### Udostępniony tekst

PolskaJan Tomaszewski: polskie stadiony to wielkie "euro-przekręty". Moja noga tam nie postanie

Jan Tomaszewski: polskie stadiony to wielkie "euro-przekręty". Moja noga tam nie postanie

- Mecze Euro 2012 będę oglądał tylko w domu. Na żywo nie, bo powiedziałem kiedyś, że wszystkie cztery stadiony, które w Polsce zbudowano na Euro 2012, to wielkie "euro-przekręty" i moja noga na żadnym z nich nie postanie. I nie postanie - oświadczył Jan Tomaszewski, poseł zawieszony w prawach członka klubu PiS, w wywiadzie dla "Polska The Times".

Jan Tomaszewski: polskie stadiony to wielkie "euro-przekręty". Moja noga tam nie postanie
Źródło zdjęć: © PAP | Grzegorz Jakubowski

29.05.2012 | aktual.: 29.05.2012 19:46

Tomaszewski nie kryje, że jest mu "bardzo" przykro z powodu nałożonej na niego kary przez klub PiS (poseł został na miesiąc zawieszony - przyp. red.). - Moi koledzy ocenili, że popełniłem błąd taktyczny, ale oni znają się lepiej. Ja jestem żółtodziobem i przyjmuję tę karę z pokorą - ocenił. Przypomniał przy tym, co już kilka razy oświadczał w mediach, że nie wycofuje się ze swoich słów odnośnie reprezentacji polski.

Dane segmentacji
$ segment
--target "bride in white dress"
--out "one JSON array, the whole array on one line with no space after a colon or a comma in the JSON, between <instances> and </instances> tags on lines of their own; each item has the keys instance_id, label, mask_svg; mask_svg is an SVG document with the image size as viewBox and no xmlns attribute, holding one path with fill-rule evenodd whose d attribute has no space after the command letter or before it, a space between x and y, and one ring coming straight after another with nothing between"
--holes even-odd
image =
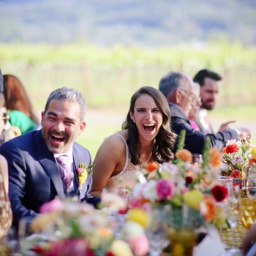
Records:
<instances>
[{"instance_id":1,"label":"bride in white dress","mask_svg":"<svg viewBox=\"0 0 256 256\"><path fill-rule=\"evenodd\" d=\"M177 135L170 130L168 103L157 89L140 88L132 96L122 131L107 138L101 145L93 164L90 192L100 197L102 189L122 187L132 190L146 182L142 165L171 162Z\"/></svg>"}]
</instances>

### Zadania do ćwiczenia
• a. Wypisz z tekstu o Janie Tomaszewskim dosłownie fragment od słów "29.05.2012 | aktual.: 29.05.2012" aż do słów "odnośnie reprezentacji polski." włącznie.
• b. Odpowiedz na podstawie tekstu o Janie Tomaszewskim na poniższe pytania.
(i) Której gazecie Jan Tomaszewski udzielił wywiadu?
(ii) Na jak długo klub PiS zawiesił posła?
(iii) Gdzie Tomaszewski zamierza oglądać mecze Euro 2012?
• c. Streść krócej akapit tekstu o Janie Tomaszewskim zaczynający się od słów "Tomaszewski nie kryje", zachowując jego główne informacje.

### Rozwiązania ćwiczenia
• a.
29.05.2012 | aktual.: 29.05.2012 19:46

Tomaszewski nie kryje, że jest mu "bardzo" przykro z powodu nałożonej na niego kary przez klub PiS (poseł został na miesiąc zawieszony - przyp. red.). - Moi koledzy ocenili, że popełniłem błąd taktyczny, ale oni znają się lepiej. Ja jestem żółtodziobem i przyjmuję tę karę z pokorą - ocenił. Przypomniał przy tym, co już kilka razy oświadczał w mediach, że nie wycofuje się ze swoich słów odnośnie reprezentacji polski.

• b.
(i) Gazecie "Polska The Times".
(ii) Na miesiąc.
(iii) Tylko w domu.

• c. Tomaszewskiemu jest bardzo przykro z powodu kary nałożonej przez klub PiS, który zawiesił go na miesiąc. Koledzy uznali, że popełnił błąd taktyczny, a on jako żółtodziób przyjmuje karę z pokorą. Nie wycofuje się jednak ze swoich słów o reprezentacji Polski.